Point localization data
►
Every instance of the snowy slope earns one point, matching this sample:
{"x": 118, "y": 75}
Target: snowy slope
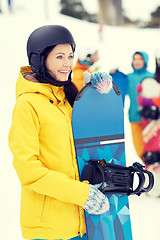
{"x": 116, "y": 50}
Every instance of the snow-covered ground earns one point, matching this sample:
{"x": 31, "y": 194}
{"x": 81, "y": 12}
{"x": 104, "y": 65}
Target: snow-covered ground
{"x": 116, "y": 49}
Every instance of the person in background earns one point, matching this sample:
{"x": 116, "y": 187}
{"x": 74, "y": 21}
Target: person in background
{"x": 120, "y": 79}
{"x": 88, "y": 60}
{"x": 53, "y": 198}
{"x": 139, "y": 65}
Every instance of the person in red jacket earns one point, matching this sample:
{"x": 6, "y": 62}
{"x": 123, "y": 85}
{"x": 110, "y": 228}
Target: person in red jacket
{"x": 87, "y": 61}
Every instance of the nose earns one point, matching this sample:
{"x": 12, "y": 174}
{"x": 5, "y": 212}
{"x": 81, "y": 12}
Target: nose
{"x": 66, "y": 62}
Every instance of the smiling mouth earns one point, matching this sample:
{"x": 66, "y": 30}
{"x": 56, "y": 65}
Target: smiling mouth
{"x": 64, "y": 72}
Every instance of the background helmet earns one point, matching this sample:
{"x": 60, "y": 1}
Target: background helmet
{"x": 42, "y": 40}
{"x": 86, "y": 55}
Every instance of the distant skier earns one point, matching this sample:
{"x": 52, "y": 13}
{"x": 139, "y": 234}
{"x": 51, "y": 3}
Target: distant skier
{"x": 53, "y": 198}
{"x": 88, "y": 59}
{"x": 120, "y": 79}
{"x": 139, "y": 64}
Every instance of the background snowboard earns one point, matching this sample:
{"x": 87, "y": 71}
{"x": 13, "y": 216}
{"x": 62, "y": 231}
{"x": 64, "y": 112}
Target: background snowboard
{"x": 98, "y": 130}
{"x": 149, "y": 107}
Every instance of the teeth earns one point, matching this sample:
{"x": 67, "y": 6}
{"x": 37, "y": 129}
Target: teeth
{"x": 64, "y": 71}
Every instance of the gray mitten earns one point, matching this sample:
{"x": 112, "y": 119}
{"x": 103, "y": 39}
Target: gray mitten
{"x": 97, "y": 202}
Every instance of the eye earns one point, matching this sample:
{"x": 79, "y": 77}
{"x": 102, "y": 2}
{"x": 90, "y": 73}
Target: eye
{"x": 71, "y": 57}
{"x": 59, "y": 57}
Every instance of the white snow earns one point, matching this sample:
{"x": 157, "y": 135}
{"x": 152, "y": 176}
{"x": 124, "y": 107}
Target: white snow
{"x": 116, "y": 50}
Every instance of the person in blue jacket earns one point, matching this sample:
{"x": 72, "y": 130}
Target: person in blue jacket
{"x": 139, "y": 64}
{"x": 120, "y": 79}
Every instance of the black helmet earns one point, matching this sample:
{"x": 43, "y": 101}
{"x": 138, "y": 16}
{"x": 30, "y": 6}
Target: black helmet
{"x": 45, "y": 38}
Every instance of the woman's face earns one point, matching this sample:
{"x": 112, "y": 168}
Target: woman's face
{"x": 59, "y": 62}
{"x": 138, "y": 61}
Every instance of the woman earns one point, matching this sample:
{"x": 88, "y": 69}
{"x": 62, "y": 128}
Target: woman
{"x": 139, "y": 64}
{"x": 41, "y": 140}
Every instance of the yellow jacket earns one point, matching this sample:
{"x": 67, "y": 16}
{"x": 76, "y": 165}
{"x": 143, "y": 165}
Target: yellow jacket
{"x": 42, "y": 144}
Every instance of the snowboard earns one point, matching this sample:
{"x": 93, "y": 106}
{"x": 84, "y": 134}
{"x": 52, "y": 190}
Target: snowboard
{"x": 98, "y": 131}
{"x": 149, "y": 89}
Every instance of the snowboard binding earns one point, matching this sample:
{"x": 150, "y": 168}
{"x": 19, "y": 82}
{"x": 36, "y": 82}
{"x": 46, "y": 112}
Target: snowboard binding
{"x": 150, "y": 113}
{"x": 151, "y": 157}
{"x": 117, "y": 179}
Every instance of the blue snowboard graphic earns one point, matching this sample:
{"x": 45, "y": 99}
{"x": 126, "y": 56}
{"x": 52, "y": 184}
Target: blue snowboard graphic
{"x": 98, "y": 130}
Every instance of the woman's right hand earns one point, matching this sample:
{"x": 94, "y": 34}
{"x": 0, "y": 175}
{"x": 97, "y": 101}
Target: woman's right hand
{"x": 97, "y": 202}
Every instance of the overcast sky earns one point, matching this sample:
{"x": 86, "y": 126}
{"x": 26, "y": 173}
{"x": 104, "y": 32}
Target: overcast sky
{"x": 134, "y": 9}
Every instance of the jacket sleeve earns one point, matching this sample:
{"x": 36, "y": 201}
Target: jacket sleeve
{"x": 33, "y": 174}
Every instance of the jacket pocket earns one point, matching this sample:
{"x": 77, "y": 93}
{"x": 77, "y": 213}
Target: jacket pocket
{"x": 45, "y": 208}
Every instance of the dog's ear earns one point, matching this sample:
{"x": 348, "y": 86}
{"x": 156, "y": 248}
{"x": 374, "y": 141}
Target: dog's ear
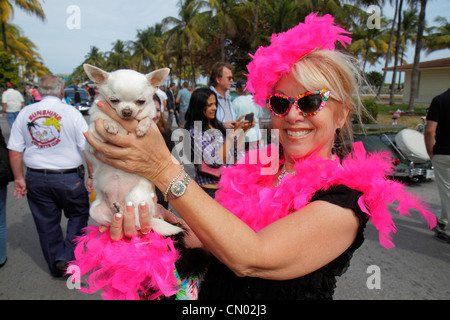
◄
What you are asked to do → Each line from the first line of the records through the line containing "Every instance of the background helmet" must be reproduced exactly, with both ends included and all pictures omitted; nothing else belongs in the answer.

Solution for this problem →
Every instance of the snowy slope earns one point, matching this sample:
{"x": 118, "y": 75}
Target: snowy slope
{"x": 116, "y": 50}
Every instance of the snow-covered ground earns one point, matching this sample:
{"x": 31, "y": 194}
{"x": 81, "y": 12}
{"x": 104, "y": 65}
Target: snow-covered ground
{"x": 116, "y": 49}
Every instance of the person in background earns one point, matching this sample:
{"x": 116, "y": 187}
{"x": 74, "y": 21}
Target: person in background
{"x": 120, "y": 79}
{"x": 88, "y": 60}
{"x": 53, "y": 198}
{"x": 139, "y": 65}
Every instance of the person in red jacket earns one point, matching this sample:
{"x": 6, "y": 62}
{"x": 123, "y": 85}
{"x": 110, "y": 228}
Target: person in red jacket
{"x": 87, "y": 61}
Every instance of the nose earns one point, matching this sample:
{"x": 12, "y": 174}
{"x": 5, "y": 212}
{"x": 81, "y": 12}
Target: nose
{"x": 66, "y": 62}
Every instance of the smiling mouth earns one point, matching this sample:
{"x": 66, "y": 30}
{"x": 56, "y": 65}
Target: smiling mouth
{"x": 64, "y": 72}
Every instance of the background helmet earns one point, matching this sample:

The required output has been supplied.